→ **TEXT SHOWN**:
Of course, the pessimists may be right. It could all go to hell in an outbasket.

I just hope, along with thousands of other people who consider DBS a close friend, that several months from now, we can look at DBS history and see the first seven years instead of the only seven years.

Last Minute Developments

The plot thickens.

Last week, when the WDBS Board of Directors finally decided to sell WDBS to Village Broadcast Company, the folks over at WCHL began to celebrate. Champagne bottles were opened. Months of waiting and wondering were over. The competition with another bidder for the WDBS license had gone down to the wire and Village had won. Now they could relax like a team in the locker room after a close game.

The party ended abruptly when another team walked in and demanded the trophy.

Another bidder? No, nothing that simple. The claimant this time is Carolina Radio of Durham, owners of WSRC and former owners of WSRC-FM, which is now WDBS. Seems they had an agreement made seven years ago that gave them first option if the WDBS Board ever decided to sell the license. By the terms of this agreement, all Carolina Radio has to do is meet any other accepted bid, and WDBS goes back to the Carolina Radio fold. Now that’s what they want to do.

The agreement’s existence is no surprise. Carolina Radio’s decision is. Nobody ever expected Carolina Radio, which was happy to sell the channel for $60,000 before, to buy it back for some multiple of that amount. But that’s what Jim Mayes says. Mayes is a partner in Carolina Radio and General Manager of WSRC. Their decision isn’t firm yet, but they say it will be on or before April 7th, which is a week away as I write this.

If Carolina Radio attempts to exercise that option, Village Broadcasting is ready to fight.

Everybody back out on the court. We’re in overtime. In the strange world of broadcast property sales competition, the equivalent of overtime is the “hearing.” Hearings are inevitable if these two want to contest each other’s claim. Hearings may be inevitable anyway, because any serious complaint, by anybody off the street, about the sale of a broadcast property will usually result in a hearing.

So we may have some dull news to look forward to. A lot of it. Hearings often go on for years.

So why does Carolina Radio suddenly want their old FM channel back?

One possibility is investment. They could hold on to DBS, as is, for several years and then “broker” the station for a profit. This is a likely possibility. The market value of broadcast properties is going up fast, especially for FM stations.

→ **WHAT IS ASKED**:
**a.** Name every radio call sign starting with "W" that appears in the WDBS sale article.
**b.** Pick up the WDBS sale article after its last sentence and write the next part.
The data that comes next is separate material from the WDBS sale article.

→ **RECORDS SUPPLIED**:
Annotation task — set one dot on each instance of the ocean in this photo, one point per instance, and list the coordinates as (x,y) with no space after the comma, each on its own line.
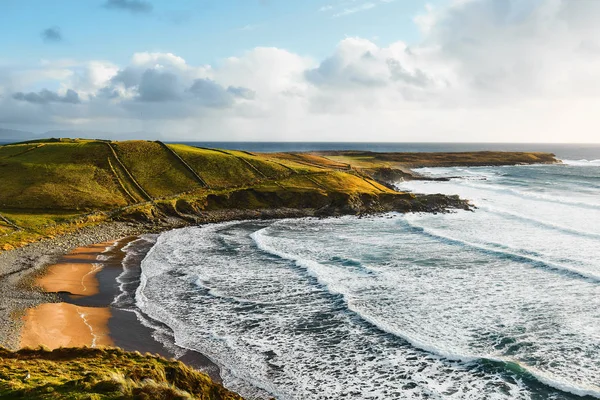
(499,303)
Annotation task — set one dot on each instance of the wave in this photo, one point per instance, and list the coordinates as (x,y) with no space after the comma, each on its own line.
(545,224)
(508,365)
(582,163)
(505,253)
(131,265)
(530,195)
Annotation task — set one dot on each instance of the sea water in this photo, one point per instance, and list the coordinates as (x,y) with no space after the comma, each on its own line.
(499,303)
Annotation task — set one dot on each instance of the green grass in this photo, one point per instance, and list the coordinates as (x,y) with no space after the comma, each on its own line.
(101,374)
(218,169)
(158,172)
(63,176)
(49,187)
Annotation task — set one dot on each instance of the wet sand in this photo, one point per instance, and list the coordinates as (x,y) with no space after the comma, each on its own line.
(75,274)
(85,281)
(56,325)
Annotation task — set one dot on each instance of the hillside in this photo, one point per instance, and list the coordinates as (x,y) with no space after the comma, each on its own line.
(101,374)
(50,187)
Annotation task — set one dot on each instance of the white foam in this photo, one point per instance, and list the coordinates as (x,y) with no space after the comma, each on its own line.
(582,163)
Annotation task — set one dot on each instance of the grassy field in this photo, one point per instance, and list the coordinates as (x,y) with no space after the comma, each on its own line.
(101,374)
(49,187)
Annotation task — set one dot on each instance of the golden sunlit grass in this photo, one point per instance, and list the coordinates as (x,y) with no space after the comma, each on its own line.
(86,373)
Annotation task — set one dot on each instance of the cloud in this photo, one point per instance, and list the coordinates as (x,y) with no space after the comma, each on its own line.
(133,6)
(485,70)
(354,10)
(46,96)
(52,35)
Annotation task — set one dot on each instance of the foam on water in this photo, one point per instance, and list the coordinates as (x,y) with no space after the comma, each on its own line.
(502,303)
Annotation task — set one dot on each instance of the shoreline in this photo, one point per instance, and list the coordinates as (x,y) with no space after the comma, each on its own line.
(19,267)
(80,318)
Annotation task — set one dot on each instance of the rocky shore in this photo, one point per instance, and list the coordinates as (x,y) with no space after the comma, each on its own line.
(17,292)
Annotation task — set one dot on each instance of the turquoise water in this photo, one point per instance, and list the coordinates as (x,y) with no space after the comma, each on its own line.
(500,303)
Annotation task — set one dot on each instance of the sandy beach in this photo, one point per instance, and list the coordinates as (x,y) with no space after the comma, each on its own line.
(76,272)
(85,282)
(55,325)
(66,324)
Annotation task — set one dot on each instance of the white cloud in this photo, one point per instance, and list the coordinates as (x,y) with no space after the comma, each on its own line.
(353,10)
(510,70)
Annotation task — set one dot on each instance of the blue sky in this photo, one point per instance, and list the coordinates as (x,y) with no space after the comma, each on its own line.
(348,70)
(201,31)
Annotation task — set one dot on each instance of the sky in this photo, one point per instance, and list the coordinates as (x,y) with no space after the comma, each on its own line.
(304,70)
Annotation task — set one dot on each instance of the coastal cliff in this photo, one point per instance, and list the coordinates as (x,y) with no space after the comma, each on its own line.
(58,194)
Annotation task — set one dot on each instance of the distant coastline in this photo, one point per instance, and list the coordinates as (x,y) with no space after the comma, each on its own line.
(308,185)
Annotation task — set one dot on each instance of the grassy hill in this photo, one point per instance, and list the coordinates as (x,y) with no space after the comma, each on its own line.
(101,374)
(49,187)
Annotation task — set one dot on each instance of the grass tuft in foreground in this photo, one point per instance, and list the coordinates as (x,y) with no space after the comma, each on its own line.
(85,373)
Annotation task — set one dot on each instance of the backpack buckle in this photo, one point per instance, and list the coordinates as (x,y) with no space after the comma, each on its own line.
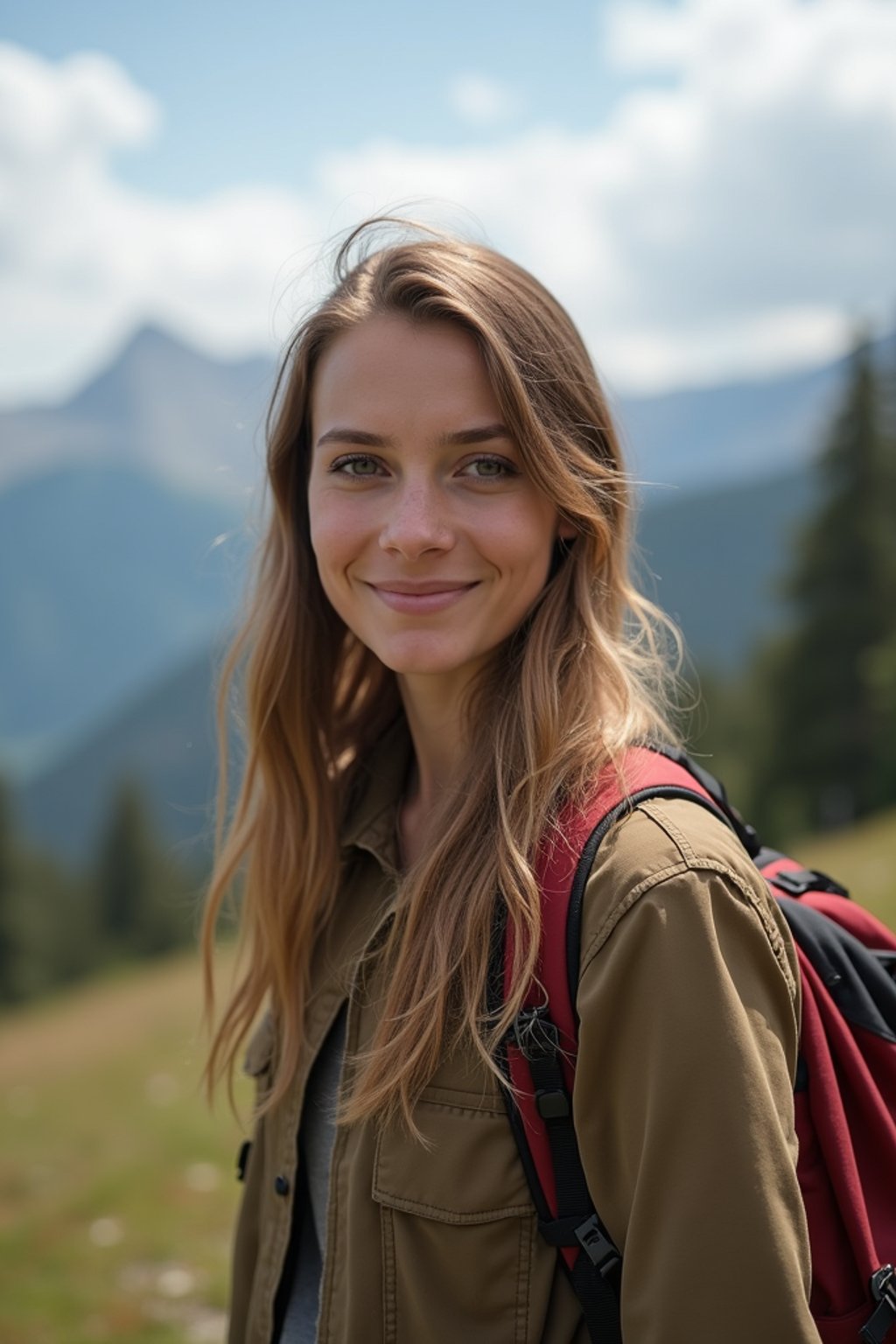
(597,1245)
(883,1289)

→ **RESPONSES BY TASK**:
**a.** WDBS, WCHL, WSRC, WSRC-FM

**b.**
Another is competition. WCHL is about as competitive as radio stations get. The station all but owns ad expenditures in Chapel Hill. To have that talent for making money operating in the Durham market directly could be frightening for any Durham broadcaster. In fact, there is some speculation that some of the money behind a Carolina Radio buy of DBS might come from parties interested in keeping Jim Heavner, part-owner of Village Broadcasting Company, out of Durham. That’s unlikely, in my opinion, but that rumor says something about the power of Heavner’s reputation.

A third possibility is especially discouraging. Carolina Radio may simply want WSRC-FM or something like it back on the air. That would mean the end of WDBS, for sure.

Meanwhile, with the likelihood of hearings facing everyone, Duke and the WDBS Board may have some second thoughts about selling. After all, nothing (to my knowledge anyway) has been signed. And Duke is hardly losing its shirt by holding on to DBS. Aside from the $200,000-or-so debt to Duke, DBS looks quite solvent.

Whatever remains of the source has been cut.